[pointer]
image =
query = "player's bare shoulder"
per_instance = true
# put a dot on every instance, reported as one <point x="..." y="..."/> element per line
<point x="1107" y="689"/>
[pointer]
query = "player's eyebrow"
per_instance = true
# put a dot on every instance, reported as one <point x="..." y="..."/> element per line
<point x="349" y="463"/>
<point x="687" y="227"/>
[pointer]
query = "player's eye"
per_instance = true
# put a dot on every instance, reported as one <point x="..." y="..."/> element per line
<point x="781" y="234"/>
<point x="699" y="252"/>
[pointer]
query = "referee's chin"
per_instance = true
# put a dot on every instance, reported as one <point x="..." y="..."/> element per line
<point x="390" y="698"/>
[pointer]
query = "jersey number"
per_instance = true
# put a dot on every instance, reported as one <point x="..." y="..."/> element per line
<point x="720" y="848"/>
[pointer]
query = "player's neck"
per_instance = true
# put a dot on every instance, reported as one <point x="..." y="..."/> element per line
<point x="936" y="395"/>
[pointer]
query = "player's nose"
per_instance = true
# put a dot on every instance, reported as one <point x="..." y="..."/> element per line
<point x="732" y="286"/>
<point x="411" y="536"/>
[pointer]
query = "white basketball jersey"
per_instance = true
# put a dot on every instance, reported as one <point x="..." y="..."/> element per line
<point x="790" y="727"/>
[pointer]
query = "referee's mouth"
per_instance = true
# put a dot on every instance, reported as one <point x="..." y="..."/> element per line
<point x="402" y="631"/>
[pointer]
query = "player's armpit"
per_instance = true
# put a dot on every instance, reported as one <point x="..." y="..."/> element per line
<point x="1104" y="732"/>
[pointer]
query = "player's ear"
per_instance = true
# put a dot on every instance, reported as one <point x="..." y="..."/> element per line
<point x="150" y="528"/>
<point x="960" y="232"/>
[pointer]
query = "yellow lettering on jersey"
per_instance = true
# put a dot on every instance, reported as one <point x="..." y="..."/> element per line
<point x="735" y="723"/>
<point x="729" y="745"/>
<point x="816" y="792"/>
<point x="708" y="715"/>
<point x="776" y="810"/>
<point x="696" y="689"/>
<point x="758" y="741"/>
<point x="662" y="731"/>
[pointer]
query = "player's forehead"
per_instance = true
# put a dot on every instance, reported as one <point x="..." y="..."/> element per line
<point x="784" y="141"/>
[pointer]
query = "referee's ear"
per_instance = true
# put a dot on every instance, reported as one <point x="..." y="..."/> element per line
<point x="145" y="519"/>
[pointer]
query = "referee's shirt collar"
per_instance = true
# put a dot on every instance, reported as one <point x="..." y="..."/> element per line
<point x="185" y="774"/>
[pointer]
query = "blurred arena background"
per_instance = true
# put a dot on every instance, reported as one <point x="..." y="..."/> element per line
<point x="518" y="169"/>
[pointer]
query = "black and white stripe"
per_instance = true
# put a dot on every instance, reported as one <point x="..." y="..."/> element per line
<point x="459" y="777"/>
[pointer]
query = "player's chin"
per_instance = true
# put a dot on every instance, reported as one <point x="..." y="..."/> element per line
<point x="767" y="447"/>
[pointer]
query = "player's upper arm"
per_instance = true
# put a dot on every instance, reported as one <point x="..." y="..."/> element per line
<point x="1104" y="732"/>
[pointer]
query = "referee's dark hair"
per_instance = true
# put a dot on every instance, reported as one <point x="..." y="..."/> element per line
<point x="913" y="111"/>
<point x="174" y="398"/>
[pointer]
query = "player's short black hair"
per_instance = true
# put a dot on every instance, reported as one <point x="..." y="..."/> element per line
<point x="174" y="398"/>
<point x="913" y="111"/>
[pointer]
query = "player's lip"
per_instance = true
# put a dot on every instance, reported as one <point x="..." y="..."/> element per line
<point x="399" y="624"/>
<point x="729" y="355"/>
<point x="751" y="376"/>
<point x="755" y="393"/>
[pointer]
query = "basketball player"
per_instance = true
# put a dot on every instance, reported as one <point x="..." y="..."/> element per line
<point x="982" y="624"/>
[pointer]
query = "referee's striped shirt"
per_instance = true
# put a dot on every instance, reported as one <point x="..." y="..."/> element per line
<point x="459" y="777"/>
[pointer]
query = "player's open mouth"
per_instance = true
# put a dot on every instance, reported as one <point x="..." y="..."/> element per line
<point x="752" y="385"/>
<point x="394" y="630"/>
--
▶ SET EXERCISE:
Write out every entry again, keeping each line exactly the same.

▶ PROBLEM SOLUTION:
[pointer]
image =
query = "player's bare shoulder"
per_instance = true
# put a dot on every instance, reported as one <point x="..." y="..."/> element per line
<point x="1107" y="689"/>
[pointer]
query = "player's eyebrow"
per_instance = true
# put a dot on every instance, reported as one <point x="..." y="..."/> element per line
<point x="349" y="463"/>
<point x="687" y="227"/>
[pointer]
query = "player's eye"
per_instance = true
# put a dot on every instance, reported as one <point x="..." y="..."/> element per line
<point x="781" y="234"/>
<point x="699" y="252"/>
[pointer]
query = "referee's chin"
per_instance = true
# put a dot on every instance, reported as one <point x="..." y="..."/> element per line
<point x="390" y="698"/>
[pointer]
query = "jersey number"
per_instance = true
# put a dot on every instance, reported as one <point x="..." y="..."/> element per line
<point x="720" y="848"/>
[pointer]
query = "player's neck"
per_instance = true
# put a dot on every instance, reported as one <point x="..." y="..."/> element per line
<point x="936" y="395"/>
[pointer]
query = "player's nose"
per_instance = true
# put a dot on every instance, reported as one <point x="..." y="..."/> element per line
<point x="732" y="286"/>
<point x="411" y="536"/>
[pointer]
query = "white basketball jersey"
per_instance = true
# put a dot on every instance, reported as one <point x="..." y="..."/> element per line
<point x="790" y="727"/>
[pointer]
query = "referee's mouth"
per_instance = true
# put a dot on every instance, reported as one <point x="..." y="..."/> element per line
<point x="402" y="631"/>
[pointer]
query = "player's armpit"
per_instance = true
# put a dot on every instance, reported as one <point x="..." y="..."/> element per line
<point x="1104" y="732"/>
[pointer]
query = "player's ear"
per_instance = true
# put a dot on every instance, reported as one <point x="..." y="..."/> element per line
<point x="150" y="528"/>
<point x="960" y="232"/>
[pointer]
query = "yellow lettering on jersey"
per_instance = true
# put a dot on every instance, reported as one <point x="..." y="..."/> element per line
<point x="735" y="723"/>
<point x="729" y="745"/>
<point x="816" y="792"/>
<point x="708" y="715"/>
<point x="776" y="810"/>
<point x="696" y="689"/>
<point x="758" y="741"/>
<point x="662" y="731"/>
[pointer]
query = "player's forehead"
per_instance = true
# put a dot on every instance, reported as one <point x="..." y="..."/> element per line
<point x="784" y="141"/>
[pointer]
query = "referee's ear"
per_instance = true
# put a dot on every instance, reported as one <point x="..." y="..."/> element per line
<point x="145" y="519"/>
[pointer]
query = "referee's shirt collar"
per_instance = true
# put a dot on every instance, reported as one <point x="..." y="..."/> element per line
<point x="185" y="774"/>
[pointer]
query = "blurred arena background"
per_instance = true
# put a dot on every instance, reported as one <point x="..." y="..."/> element per line
<point x="518" y="169"/>
[pointer]
query = "black and white stripe"
per_instance = true
# put a dot on every instance, reported as one <point x="..." y="..."/> element per line
<point x="459" y="777"/>
[pointer]
query = "player's chin"
per_instance = true
# put a dot on every instance, reported as one <point x="..." y="..."/> element per line
<point x="767" y="447"/>
[pointer]
query = "player's upper arm"
per_instance = true
# put a dot on every instance, reported as one <point x="..." y="..."/> element per line
<point x="1104" y="732"/>
[pointer]
query = "referee's dark hair"
per_instance = true
# put a dot on every instance, reported as one <point x="..." y="..."/> element per line
<point x="913" y="111"/>
<point x="174" y="398"/>
[pointer]
query = "player's short black hair"
per_instance = true
# put a dot on every instance, reported as one <point x="..." y="..."/> element per line
<point x="174" y="398"/>
<point x="913" y="111"/>
[pointer]
query = "player's lip"
per_instance = true
# put a dot on every instance, reported as one <point x="..." y="..."/> element per line
<point x="399" y="624"/>
<point x="729" y="355"/>
<point x="751" y="376"/>
<point x="755" y="393"/>
[pointer]
query = "basketball player"
per_instance = true
# put a dot on every instance, reported as one <point x="..." y="..."/> element per line
<point x="982" y="624"/>
[pointer]
query = "referee's striped shirt"
per_instance = true
# put a dot on every instance, reported as one <point x="..." y="..."/> element per line
<point x="459" y="777"/>
[pointer]
query = "player's open mouth"
per_instance = true
# put a dot on every instance, reported as one <point x="..." y="..."/> element per line
<point x="752" y="385"/>
<point x="394" y="630"/>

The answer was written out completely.